_Dataset rows on where objects appear:_
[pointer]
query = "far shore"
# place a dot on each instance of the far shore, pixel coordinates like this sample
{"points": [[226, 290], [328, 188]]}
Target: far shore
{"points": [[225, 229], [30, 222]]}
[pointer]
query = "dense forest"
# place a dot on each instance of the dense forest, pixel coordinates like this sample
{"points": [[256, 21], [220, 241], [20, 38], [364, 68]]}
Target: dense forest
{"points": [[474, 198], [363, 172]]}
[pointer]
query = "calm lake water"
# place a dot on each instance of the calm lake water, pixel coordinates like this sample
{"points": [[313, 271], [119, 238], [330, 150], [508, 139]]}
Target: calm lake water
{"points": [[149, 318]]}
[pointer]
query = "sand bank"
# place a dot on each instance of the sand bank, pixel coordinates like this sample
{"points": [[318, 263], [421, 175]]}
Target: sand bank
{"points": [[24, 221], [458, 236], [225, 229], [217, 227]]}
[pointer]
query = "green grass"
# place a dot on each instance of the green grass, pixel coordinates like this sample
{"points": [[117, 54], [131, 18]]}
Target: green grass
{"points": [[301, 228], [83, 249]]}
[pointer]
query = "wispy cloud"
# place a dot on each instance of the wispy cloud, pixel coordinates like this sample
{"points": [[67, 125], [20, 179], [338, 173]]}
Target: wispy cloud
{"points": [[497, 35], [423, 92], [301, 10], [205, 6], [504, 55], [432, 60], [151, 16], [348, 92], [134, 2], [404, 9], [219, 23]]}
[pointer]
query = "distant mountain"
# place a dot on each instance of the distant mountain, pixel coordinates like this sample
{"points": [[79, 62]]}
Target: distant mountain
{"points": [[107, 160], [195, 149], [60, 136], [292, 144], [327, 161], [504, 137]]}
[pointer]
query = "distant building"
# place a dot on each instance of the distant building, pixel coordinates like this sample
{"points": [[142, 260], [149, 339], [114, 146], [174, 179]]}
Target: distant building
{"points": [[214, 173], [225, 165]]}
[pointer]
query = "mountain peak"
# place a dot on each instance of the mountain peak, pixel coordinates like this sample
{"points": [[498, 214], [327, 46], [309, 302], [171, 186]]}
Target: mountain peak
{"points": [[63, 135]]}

_WHAT YOU HAVE TO DO:_
Produce an exact copy of all the records.

_RESULT OF THE EXERCISE:_
[pointer]
query = "far shore"
# place a dot on each instance of the far shore, pixel coordinates like this sample
{"points": [[226, 290], [328, 188]]}
Target: far shore
{"points": [[225, 229], [30, 222]]}
[pointer]
query = "dense forest"
# place a dot on each instance of the dense forest, pixel coordinates like this sample
{"points": [[256, 21], [220, 241], [20, 38], [364, 68]]}
Target: dense forest
{"points": [[474, 198], [363, 172]]}
[pointer]
query = "calm lake water"
# place a dot on each instance of the calm lake water, pixel coordinates like this sample
{"points": [[313, 271], [119, 238], [330, 150], [508, 139]]}
Target: calm lake water
{"points": [[149, 318]]}
[pointer]
query = "sand bank"
# place a dot on each instance of the sand bank, pixel coordinates like this sample
{"points": [[318, 263], [421, 175]]}
Target: sand bank
{"points": [[24, 221], [458, 236], [225, 229], [217, 227]]}
[pointer]
query = "green grass"
# place a dot on each instance of the green grass, pixel coordinates like this sample
{"points": [[117, 54], [131, 18]]}
Target: green grass
{"points": [[301, 228], [83, 249]]}
[pointer]
query = "wispy cloud"
# place a dot on each instance of the wispy cloud, pixel coordinates like this sample
{"points": [[67, 125], [20, 179], [338, 173]]}
Target: wispy cloud
{"points": [[497, 35], [423, 92], [301, 10], [205, 6], [504, 55], [432, 60], [151, 16], [348, 92], [134, 2], [404, 9], [219, 23]]}
[pointer]
query = "distant mountain"
# place a dot on each instance of the distant mountain, pixel coordinates like this sample
{"points": [[79, 62]]}
Target: distant mountain
{"points": [[107, 160], [195, 149], [60, 136], [292, 144], [327, 161], [504, 137]]}
[pointer]
query = "distant building"
# place a dot on each instance of the distant building, pixel coordinates like this sample
{"points": [[142, 260], [149, 339], [114, 146], [174, 179]]}
Target: distant building
{"points": [[214, 173], [225, 165]]}
[pointer]
query = "mountain peak"
# place a dot on each instance of the mountain peak, pixel coordinates like this sample
{"points": [[498, 214], [327, 46], [309, 302], [171, 186]]}
Target: mountain peak
{"points": [[63, 135]]}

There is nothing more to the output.